The exercise:
Please reproduce the stretch of the No Strings album article from "The album was recorded" through "some European markets.", word for word.

Document extract:
--------------------------------
Studio album by Sheena Easton
- Released: 13 August 1993
- Recorded: 1993
- Studio: Group IV Recording (Los Angeles, California);
- Genre: Jazz; show tunes;
- Length: 46:00
- Label: MCA
- Producer: Patrice Rushen

Sheena Easton chronology
| What Comes Naturally (1991) | No Strings (1993) | My Cherie (1995) |

= No Strings (album) =

No Strings is the eleventh studio album by Scottish singer Sheena Easton released in 1993 by MCA Records. The album was a departure from the pop and R&B style of her earlier recordings with jazz-tinged production arrangements by Patrice Rushen.

The album was recorded live in the studio, as Easton wanted to record the music in a similar fashion to Frank Sinatra's Capitol Records sessions of the 1960s. The song "The Nearness of You" was featured on the soundtrack to the film Indecent Proposal. Easton appears in a cameo role singing the song with Herbie Hancock playing the piano during a pivotal moment in the film, and the song was released as a promo single in some European markets.

Professional ratings
Review scores
| Source | Rating |
| AllMusic | link |
| Entertainment Weekly | B |
| Orlando Sentinel | Star |

==Track listing==
1. "Someone to Watch Over Me" (George Gershwin, Ira Gershwin) – 3:18
2. "Medley: I'm in the Mood for Love / Moody's Mood for Love" (Jimmy McHugh, Dorothy Fields / Dorothy Fields, Jimmy McHugh, James Moody) – 4:14
3. "The Nearness of You" (Hoagy Carmichael, Ned Washington) – 3:17
4. "How Deep Is the Ocean" (Irving Berlin) – 3:40
5. "If You Go Away" (Ne me quitte pas) (Jacques Brel, Rod McKuen) – 5:52
6. "Body and Soul" (Edward Heyman, Frank Eyton, Johnny Green, Robert Sour) – 5:51
7. "Medley: Little Girl Blue / When Sunny Gets Blue" (Lorenz Hart, Richard Rodgers / Marvin Fisher, Jack Segal) – 6:10
8. "The One I Love Belongs to Somebody Else" (Gus Kahn, Isham Jones) – 3:25
9. "The Man That Got Away" (Harold Arlen, Ira Gershwin) – 4:23
10. "I Will Say Goodbye" (Alan Bergman, Marilyn Bergman, Michel Legrand) – 2:37
11. "Never Will I Marry" (Frank Loesser) – 3:25

== Personnel ==

=== Musicians ===
- Sheena Easton – vocals
- Patrice Rushen – acoustic piano
- Phil Upchurch – guitars (2, 6, 8)
--------------------------------
Items:
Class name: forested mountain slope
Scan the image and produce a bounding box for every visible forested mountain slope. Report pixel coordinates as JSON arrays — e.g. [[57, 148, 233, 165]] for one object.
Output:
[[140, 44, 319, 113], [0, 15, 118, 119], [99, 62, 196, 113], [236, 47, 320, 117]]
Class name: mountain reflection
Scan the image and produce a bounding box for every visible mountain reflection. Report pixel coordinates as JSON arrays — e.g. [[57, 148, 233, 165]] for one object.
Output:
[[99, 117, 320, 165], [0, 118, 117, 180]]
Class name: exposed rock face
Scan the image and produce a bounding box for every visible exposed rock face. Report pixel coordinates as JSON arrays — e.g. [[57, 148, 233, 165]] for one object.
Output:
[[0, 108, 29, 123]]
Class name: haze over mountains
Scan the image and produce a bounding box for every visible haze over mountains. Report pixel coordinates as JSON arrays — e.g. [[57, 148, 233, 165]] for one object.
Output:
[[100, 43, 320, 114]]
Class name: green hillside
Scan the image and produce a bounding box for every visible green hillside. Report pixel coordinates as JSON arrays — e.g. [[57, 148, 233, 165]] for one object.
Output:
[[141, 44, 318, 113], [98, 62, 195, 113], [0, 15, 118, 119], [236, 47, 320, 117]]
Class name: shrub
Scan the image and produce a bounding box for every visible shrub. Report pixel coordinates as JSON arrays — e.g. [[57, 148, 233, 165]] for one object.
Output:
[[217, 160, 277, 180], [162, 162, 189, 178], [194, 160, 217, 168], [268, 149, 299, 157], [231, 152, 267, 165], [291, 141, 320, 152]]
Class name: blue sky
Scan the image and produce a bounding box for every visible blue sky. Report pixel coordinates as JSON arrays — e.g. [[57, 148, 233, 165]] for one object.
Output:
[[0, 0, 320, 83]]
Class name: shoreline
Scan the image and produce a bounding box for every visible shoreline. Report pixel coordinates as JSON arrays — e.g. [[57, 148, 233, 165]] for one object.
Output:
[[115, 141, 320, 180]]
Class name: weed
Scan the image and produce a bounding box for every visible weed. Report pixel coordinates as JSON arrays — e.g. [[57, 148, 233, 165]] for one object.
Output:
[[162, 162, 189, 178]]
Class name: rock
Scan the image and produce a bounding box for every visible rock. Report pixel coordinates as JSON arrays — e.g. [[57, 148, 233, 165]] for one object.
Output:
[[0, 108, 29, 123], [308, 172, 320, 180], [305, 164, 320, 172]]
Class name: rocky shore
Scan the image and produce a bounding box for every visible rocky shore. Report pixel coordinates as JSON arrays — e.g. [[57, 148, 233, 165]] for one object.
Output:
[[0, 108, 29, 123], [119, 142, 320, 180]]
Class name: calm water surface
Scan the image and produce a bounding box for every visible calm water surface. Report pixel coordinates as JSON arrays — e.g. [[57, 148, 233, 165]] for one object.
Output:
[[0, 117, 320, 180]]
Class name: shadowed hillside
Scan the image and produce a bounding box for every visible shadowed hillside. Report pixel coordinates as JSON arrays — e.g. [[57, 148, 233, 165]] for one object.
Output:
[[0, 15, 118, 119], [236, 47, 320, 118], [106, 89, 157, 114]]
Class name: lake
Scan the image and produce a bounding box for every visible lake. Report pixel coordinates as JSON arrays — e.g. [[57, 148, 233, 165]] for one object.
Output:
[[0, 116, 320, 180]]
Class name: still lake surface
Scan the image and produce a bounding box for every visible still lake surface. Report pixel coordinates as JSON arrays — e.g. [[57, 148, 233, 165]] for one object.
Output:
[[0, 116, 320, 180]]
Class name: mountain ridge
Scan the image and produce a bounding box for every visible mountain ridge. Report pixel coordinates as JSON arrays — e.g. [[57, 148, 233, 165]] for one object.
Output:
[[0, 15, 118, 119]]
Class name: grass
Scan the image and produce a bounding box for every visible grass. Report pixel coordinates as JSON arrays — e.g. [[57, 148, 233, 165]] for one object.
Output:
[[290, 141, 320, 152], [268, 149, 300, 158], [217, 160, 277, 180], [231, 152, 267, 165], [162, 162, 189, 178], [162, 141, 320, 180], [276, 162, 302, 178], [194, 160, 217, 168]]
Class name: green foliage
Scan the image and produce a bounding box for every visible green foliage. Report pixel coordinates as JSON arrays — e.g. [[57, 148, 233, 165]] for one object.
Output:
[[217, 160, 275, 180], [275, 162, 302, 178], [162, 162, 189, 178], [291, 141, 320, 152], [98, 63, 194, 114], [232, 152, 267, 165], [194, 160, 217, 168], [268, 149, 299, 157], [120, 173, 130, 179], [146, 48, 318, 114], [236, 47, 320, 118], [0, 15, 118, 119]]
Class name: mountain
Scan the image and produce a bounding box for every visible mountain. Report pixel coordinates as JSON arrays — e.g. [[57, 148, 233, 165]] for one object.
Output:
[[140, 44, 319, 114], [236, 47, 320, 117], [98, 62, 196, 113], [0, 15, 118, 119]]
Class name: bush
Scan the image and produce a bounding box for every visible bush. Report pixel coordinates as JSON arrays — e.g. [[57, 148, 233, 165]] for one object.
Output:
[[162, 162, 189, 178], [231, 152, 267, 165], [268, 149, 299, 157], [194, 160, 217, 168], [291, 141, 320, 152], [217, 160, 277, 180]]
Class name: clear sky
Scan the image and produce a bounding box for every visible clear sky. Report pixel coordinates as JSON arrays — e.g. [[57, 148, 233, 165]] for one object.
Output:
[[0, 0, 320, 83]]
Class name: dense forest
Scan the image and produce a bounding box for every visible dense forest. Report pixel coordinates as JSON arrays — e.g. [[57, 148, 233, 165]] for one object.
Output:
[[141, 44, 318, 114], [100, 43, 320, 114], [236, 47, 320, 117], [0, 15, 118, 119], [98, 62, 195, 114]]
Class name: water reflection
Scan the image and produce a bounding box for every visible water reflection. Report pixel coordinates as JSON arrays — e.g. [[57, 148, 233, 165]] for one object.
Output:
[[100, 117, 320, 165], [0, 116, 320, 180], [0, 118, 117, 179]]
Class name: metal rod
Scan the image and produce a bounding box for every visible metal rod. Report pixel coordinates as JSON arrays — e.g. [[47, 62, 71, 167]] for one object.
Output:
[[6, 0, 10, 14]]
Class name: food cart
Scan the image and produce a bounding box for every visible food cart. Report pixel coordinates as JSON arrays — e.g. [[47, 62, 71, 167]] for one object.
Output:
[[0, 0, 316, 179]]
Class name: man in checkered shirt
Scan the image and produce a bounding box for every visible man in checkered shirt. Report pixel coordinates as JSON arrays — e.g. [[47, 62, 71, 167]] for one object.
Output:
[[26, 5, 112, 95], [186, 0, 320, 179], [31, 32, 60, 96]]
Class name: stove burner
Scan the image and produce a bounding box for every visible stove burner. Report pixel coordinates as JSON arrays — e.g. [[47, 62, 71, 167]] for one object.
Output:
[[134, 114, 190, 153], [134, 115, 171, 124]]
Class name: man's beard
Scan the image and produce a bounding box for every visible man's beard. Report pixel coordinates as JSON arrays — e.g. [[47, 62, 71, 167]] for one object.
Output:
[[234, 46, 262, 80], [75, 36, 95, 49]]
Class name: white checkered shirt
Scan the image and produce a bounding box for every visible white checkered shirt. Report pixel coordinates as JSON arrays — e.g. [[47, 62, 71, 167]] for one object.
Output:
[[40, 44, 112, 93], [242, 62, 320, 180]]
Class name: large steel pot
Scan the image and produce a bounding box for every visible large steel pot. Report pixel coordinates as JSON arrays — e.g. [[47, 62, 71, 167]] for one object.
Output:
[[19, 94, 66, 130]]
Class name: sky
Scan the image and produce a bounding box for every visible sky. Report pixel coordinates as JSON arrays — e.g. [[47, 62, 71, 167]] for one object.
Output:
--------------------------------
Full answer:
The album was recorded live in the studio, as Easton wanted to record the music in a similar fashion to Frank Sinatra's Capitol Records sessions of the 1960s. The song "The Nearness of You" was featured on the soundtrack to the film Indecent Proposal. Easton appears in a cameo role singing the song with Herbie Hancock playing the piano during a pivotal moment in the film, and the song was released as a promo single in some European markets.